# Records shown start

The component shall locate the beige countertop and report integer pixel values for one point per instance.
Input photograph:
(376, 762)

# Records shown end
# Records shown start

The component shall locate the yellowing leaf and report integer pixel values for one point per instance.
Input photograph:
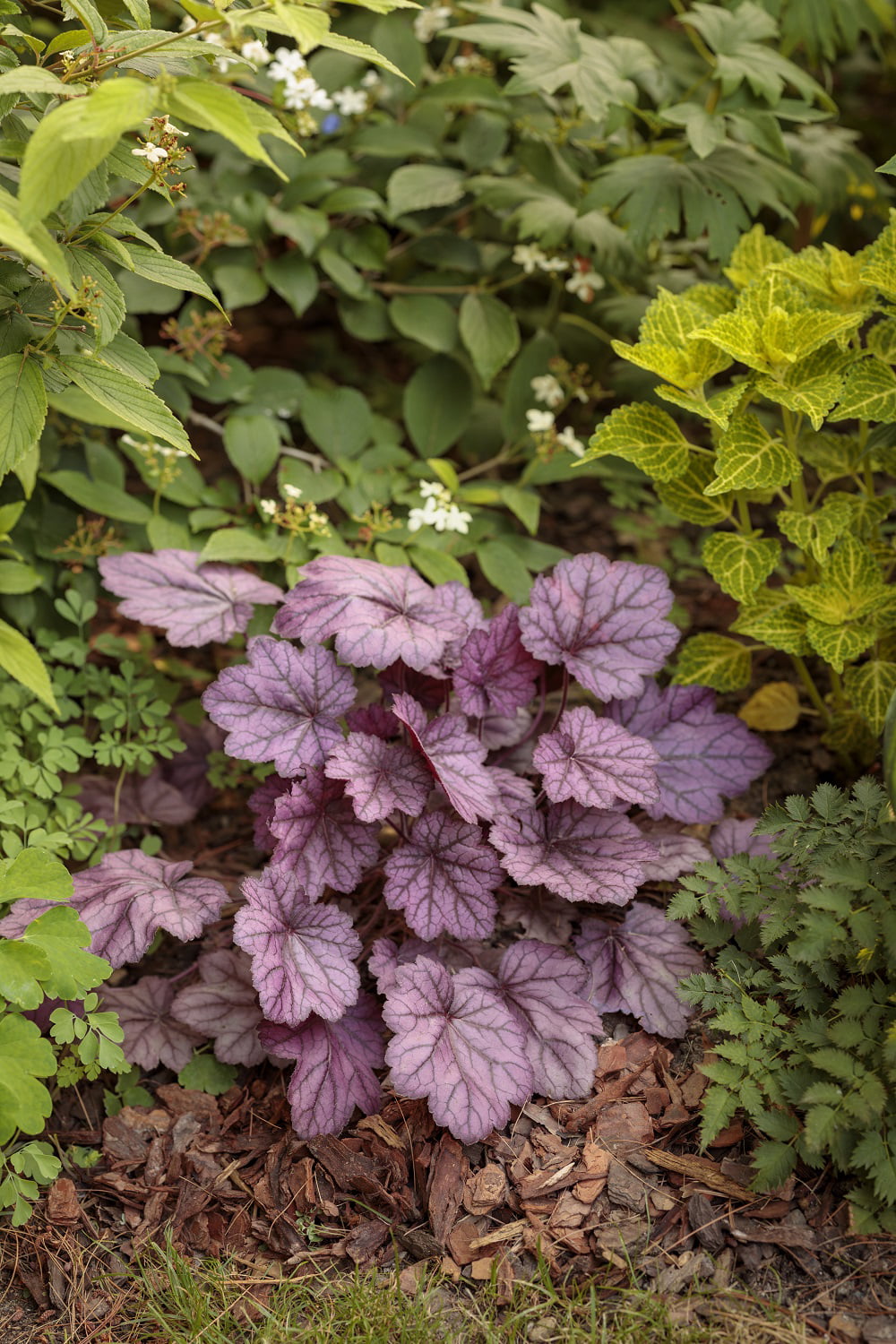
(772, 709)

# Records shown end

Directions for this task
Please collect every line of the records that contains the word "integer" and copy each one out in full.

Complete response
The component shall locate the beige countertop and report integer pixel values for one point per instance.
The component shall locate the yellowing leaf and report integer pixel values for one point per instance.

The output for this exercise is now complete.